* THE TASK
Scan the entries for the word "below", and copy every line where it appears.
START DATA
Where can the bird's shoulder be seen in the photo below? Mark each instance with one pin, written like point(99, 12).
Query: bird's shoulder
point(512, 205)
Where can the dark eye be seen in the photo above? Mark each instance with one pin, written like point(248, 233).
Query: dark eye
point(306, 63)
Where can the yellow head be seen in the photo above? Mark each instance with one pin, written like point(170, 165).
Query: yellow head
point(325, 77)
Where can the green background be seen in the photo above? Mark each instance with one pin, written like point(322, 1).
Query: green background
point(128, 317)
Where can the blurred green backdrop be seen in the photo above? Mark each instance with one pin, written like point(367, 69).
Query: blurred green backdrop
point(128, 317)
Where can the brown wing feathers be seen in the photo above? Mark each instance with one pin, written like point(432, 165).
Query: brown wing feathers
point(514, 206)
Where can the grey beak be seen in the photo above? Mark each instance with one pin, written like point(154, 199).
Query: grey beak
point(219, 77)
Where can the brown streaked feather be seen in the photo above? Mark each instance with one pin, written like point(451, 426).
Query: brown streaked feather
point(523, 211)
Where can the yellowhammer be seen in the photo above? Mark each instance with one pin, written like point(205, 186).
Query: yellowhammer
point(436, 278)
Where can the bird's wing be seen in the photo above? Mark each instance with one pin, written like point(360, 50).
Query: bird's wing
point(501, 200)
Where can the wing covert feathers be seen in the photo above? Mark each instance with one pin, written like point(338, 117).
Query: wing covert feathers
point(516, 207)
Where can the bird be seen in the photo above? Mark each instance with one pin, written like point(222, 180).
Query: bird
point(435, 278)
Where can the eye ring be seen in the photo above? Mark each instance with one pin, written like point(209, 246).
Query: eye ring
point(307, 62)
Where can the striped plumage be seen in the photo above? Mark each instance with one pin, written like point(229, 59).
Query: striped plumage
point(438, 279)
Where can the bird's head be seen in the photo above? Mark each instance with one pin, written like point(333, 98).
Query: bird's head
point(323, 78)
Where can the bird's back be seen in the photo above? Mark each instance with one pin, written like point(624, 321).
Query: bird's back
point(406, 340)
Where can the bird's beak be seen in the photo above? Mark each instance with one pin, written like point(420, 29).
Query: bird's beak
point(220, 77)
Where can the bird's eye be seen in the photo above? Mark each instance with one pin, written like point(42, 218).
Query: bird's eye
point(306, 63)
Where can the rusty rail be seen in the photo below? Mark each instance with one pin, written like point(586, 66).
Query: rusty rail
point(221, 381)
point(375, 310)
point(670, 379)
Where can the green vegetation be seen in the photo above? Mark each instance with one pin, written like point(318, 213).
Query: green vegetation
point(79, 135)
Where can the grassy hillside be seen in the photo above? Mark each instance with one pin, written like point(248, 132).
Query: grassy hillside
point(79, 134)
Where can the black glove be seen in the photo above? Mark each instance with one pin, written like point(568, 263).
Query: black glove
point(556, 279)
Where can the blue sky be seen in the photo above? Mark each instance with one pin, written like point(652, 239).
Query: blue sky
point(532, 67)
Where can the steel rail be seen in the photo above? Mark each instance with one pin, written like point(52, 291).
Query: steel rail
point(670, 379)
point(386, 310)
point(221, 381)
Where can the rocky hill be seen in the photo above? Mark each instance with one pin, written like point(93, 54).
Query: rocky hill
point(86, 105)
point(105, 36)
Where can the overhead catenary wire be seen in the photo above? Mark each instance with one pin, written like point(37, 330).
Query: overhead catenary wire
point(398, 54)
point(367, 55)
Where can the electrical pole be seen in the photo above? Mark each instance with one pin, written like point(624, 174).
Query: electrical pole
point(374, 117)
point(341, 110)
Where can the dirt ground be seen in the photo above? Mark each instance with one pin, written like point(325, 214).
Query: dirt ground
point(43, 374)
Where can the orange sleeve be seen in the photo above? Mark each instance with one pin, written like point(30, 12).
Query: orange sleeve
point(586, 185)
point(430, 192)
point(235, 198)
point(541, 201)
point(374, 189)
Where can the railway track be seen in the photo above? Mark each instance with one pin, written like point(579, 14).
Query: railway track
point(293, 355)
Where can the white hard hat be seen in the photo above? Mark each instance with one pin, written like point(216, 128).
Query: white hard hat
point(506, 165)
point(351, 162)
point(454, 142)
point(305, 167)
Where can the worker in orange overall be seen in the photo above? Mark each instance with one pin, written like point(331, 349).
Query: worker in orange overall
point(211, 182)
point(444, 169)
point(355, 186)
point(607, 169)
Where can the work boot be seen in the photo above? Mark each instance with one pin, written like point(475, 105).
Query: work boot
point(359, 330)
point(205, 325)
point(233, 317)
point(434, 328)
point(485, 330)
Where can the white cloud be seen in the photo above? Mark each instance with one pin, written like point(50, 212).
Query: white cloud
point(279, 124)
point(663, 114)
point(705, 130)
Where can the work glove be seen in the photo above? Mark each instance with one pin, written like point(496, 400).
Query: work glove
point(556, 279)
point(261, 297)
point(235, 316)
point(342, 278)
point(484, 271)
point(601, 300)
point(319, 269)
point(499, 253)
END DATA
* RESPONSE TO THIS EXERCISE
Where can the bird's shoulder be seen in the photo below? Mark each instance with one pin, written like point(99, 12).
Where can the rusty rail be seen in the photo below? Mark each instance with one pin, written like point(586, 66).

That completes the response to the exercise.